TASK PROMPT: Rewrite everything from the line containing "pixel 457 362." down to the line containing "pixel 44 254", putting "brick wall" in place of "white wall" and leaving all else unchanged.

EXTRACTED RECORDS:
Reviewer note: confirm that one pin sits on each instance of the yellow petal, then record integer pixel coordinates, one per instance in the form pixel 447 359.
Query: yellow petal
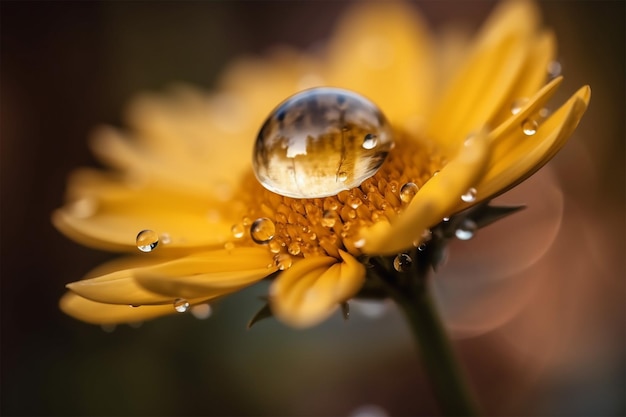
pixel 526 154
pixel 383 51
pixel 99 313
pixel 311 290
pixel 438 198
pixel 486 79
pixel 207 274
pixel 106 213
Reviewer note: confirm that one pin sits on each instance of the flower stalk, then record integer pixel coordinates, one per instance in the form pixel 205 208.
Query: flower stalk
pixel 410 290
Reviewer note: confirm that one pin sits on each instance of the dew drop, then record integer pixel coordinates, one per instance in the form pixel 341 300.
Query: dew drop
pixel 147 240
pixel 262 230
pixel 282 261
pixel 294 248
pixel 529 127
pixel 331 140
pixel 181 305
pixel 329 218
pixel 237 230
pixel 408 191
pixel 466 230
pixel 402 262
pixel 470 195
pixel 370 141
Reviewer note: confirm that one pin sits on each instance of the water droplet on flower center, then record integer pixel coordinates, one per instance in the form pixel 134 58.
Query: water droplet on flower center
pixel 262 230
pixel 408 191
pixel 147 240
pixel 320 142
pixel 466 230
pixel 181 305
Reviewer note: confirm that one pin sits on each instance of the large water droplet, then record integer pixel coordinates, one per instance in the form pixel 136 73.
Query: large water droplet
pixel 408 191
pixel 470 195
pixel 529 127
pixel 319 142
pixel 147 240
pixel 262 230
pixel 402 262
pixel 466 230
pixel 181 305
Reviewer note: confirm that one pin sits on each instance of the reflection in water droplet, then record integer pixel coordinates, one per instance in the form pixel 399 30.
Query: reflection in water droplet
pixel 470 195
pixel 181 305
pixel 331 140
pixel 529 127
pixel 282 261
pixel 147 240
pixel 237 230
pixel 402 262
pixel 370 141
pixel 408 191
pixel 466 230
pixel 262 230
pixel 518 104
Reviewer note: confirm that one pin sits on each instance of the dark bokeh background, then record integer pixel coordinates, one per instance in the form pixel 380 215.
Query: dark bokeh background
pixel 69 66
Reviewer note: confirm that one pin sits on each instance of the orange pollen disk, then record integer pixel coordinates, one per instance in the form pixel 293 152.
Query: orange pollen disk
pixel 322 226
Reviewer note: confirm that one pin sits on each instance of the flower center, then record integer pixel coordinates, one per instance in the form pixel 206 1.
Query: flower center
pixel 322 226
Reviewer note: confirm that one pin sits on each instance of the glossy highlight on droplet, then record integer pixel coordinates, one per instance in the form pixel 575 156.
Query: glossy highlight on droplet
pixel 320 142
pixel 262 230
pixel 147 240
pixel 181 305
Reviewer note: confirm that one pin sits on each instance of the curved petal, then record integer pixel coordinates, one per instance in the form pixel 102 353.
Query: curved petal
pixel 486 80
pixel 437 199
pixel 311 290
pixel 383 51
pixel 99 313
pixel 207 274
pixel 524 155
pixel 106 213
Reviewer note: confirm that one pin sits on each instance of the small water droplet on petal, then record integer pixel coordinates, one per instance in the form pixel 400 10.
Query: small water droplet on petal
pixel 470 195
pixel 262 230
pixel 370 141
pixel 147 240
pixel 181 305
pixel 529 127
pixel 237 230
pixel 282 261
pixel 466 230
pixel 402 262
pixel 329 218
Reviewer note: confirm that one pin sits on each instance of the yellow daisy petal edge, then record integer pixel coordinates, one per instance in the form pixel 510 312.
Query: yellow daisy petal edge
pixel 462 135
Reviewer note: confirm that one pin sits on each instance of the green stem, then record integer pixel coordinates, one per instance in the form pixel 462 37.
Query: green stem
pixel 434 346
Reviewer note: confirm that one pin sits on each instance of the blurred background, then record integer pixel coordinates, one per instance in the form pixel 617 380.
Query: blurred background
pixel 547 340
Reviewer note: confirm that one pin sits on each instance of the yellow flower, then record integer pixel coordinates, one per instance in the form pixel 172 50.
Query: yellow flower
pixel 182 173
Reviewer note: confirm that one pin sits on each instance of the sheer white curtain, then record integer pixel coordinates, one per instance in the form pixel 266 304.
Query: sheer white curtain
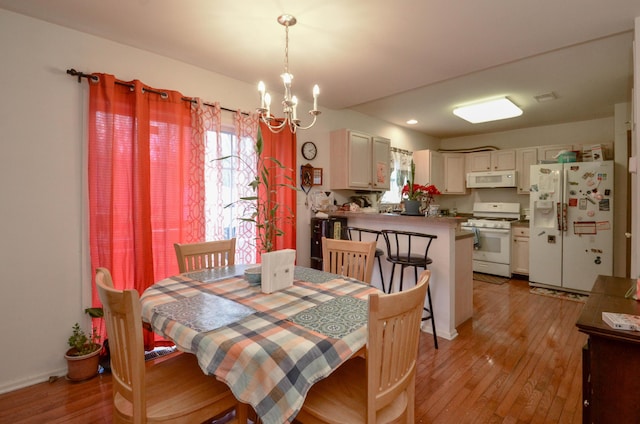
pixel 400 168
pixel 228 179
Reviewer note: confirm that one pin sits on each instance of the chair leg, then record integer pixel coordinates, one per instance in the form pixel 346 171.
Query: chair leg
pixel 433 321
pixel 393 269
pixel 381 275
pixel 402 267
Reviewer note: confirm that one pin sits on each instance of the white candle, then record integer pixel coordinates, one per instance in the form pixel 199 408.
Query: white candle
pixel 316 91
pixel 261 89
pixel 267 101
pixel 294 100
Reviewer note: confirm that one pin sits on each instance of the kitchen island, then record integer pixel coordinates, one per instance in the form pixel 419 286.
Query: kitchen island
pixel 451 271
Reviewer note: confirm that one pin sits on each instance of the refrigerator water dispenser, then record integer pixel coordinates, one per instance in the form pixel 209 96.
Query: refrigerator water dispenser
pixel 543 216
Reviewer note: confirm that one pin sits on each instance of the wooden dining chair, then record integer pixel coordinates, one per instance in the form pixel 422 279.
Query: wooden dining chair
pixel 349 258
pixel 174 389
pixel 208 254
pixel 381 387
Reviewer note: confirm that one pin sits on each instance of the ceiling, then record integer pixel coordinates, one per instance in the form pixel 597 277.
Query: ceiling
pixel 391 60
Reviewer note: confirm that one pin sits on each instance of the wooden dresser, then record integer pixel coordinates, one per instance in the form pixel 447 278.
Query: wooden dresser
pixel 611 358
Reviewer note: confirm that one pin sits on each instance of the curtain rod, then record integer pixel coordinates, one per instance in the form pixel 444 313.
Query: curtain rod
pixel 81 75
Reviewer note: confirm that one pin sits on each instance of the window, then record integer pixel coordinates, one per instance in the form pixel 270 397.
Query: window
pixel 227 180
pixel 400 168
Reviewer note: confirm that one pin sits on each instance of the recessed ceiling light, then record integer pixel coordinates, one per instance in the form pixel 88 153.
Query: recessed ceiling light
pixel 546 97
pixel 491 110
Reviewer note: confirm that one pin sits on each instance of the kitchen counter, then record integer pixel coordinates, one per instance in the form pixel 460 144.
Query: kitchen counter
pixel 452 270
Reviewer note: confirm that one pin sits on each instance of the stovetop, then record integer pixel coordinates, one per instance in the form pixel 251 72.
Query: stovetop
pixel 489 222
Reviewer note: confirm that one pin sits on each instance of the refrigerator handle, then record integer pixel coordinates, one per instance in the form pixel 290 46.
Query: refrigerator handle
pixel 565 195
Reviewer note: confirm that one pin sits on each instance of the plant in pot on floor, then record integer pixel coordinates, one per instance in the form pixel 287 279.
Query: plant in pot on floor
pixel 83 356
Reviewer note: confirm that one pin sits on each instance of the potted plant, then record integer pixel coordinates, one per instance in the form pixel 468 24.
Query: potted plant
pixel 83 356
pixel 415 194
pixel 263 210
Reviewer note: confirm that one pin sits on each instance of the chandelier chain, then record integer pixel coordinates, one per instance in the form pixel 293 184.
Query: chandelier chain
pixel 286 49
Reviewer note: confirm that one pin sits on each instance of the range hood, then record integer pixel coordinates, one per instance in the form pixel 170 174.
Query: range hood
pixel 492 179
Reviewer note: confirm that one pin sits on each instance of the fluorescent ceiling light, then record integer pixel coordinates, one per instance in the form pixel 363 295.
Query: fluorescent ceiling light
pixel 492 110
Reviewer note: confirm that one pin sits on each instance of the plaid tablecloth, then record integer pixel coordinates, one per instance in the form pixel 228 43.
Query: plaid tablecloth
pixel 266 359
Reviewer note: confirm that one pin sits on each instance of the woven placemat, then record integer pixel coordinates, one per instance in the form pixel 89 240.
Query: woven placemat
pixel 335 318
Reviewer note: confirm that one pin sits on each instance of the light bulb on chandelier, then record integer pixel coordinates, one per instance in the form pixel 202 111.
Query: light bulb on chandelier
pixel 289 103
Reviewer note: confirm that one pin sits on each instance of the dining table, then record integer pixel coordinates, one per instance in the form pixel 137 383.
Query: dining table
pixel 269 348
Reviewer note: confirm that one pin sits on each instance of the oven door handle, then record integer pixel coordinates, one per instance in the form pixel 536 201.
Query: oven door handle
pixel 494 230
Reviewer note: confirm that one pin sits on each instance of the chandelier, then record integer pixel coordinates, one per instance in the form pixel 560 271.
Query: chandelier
pixel 289 103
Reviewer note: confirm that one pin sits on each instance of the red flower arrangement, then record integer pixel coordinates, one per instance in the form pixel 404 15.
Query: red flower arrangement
pixel 419 192
pixel 416 191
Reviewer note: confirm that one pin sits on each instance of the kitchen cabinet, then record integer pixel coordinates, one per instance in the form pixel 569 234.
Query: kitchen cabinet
pixel 524 159
pixel 520 250
pixel 495 160
pixel 359 161
pixel 444 170
pixel 548 152
pixel 454 177
pixel 429 168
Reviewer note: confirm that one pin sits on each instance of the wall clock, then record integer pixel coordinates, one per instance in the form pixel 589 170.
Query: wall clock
pixel 309 150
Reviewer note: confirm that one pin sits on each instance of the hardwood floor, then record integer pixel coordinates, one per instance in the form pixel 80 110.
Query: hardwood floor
pixel 517 361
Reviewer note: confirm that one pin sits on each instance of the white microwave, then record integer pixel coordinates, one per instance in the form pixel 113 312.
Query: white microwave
pixel 492 179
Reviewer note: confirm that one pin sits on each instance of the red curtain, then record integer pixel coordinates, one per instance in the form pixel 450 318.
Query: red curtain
pixel 142 157
pixel 282 146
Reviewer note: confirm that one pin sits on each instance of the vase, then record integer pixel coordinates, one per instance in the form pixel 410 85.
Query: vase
pixel 412 207
pixel 84 367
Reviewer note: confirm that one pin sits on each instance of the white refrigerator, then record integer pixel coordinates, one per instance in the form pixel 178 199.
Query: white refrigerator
pixel 571 224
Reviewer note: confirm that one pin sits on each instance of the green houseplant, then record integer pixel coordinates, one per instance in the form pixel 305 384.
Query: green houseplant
pixel 416 194
pixel 262 208
pixel 83 356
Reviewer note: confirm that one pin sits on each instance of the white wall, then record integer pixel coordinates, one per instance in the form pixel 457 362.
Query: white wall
pixel 44 254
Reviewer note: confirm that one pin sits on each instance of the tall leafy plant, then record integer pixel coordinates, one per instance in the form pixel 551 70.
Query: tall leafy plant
pixel 262 208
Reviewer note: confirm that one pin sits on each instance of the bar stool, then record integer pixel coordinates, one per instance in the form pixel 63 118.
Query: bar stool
pixel 355 233
pixel 401 250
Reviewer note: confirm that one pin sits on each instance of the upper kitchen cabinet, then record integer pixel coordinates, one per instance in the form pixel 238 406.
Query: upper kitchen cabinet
pixel 495 160
pixel 444 170
pixel 525 157
pixel 454 177
pixel 549 152
pixel 429 168
pixel 359 161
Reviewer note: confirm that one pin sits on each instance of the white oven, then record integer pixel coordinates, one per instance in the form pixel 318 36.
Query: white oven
pixel 493 254
pixel 491 225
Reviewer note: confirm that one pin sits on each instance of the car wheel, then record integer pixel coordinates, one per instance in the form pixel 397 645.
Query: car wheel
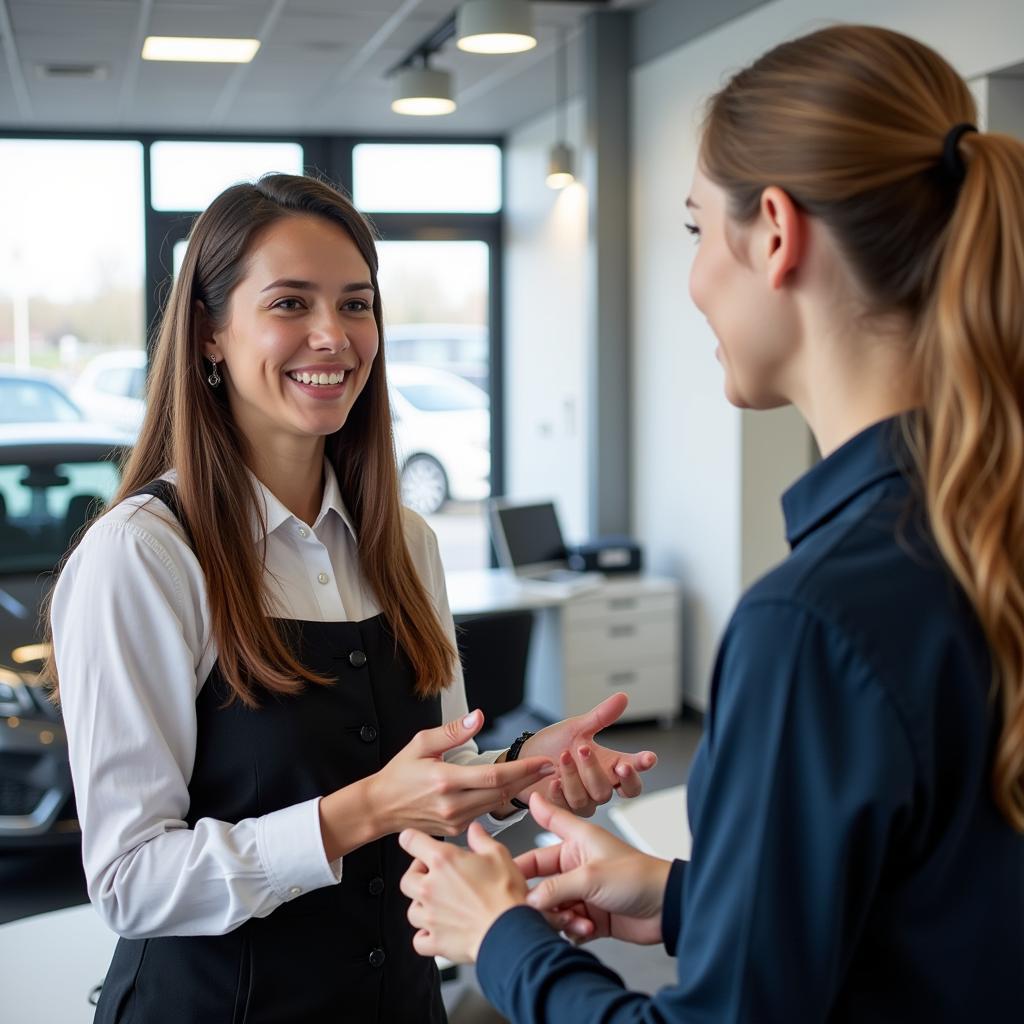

TASK OUTPUT:
Reviewer note: confirm that one pin sits on each instance of the brick wall, then record integer pixel coordinates, one per instance in the form pixel 457 362.
Query: brick wall
pixel 44 254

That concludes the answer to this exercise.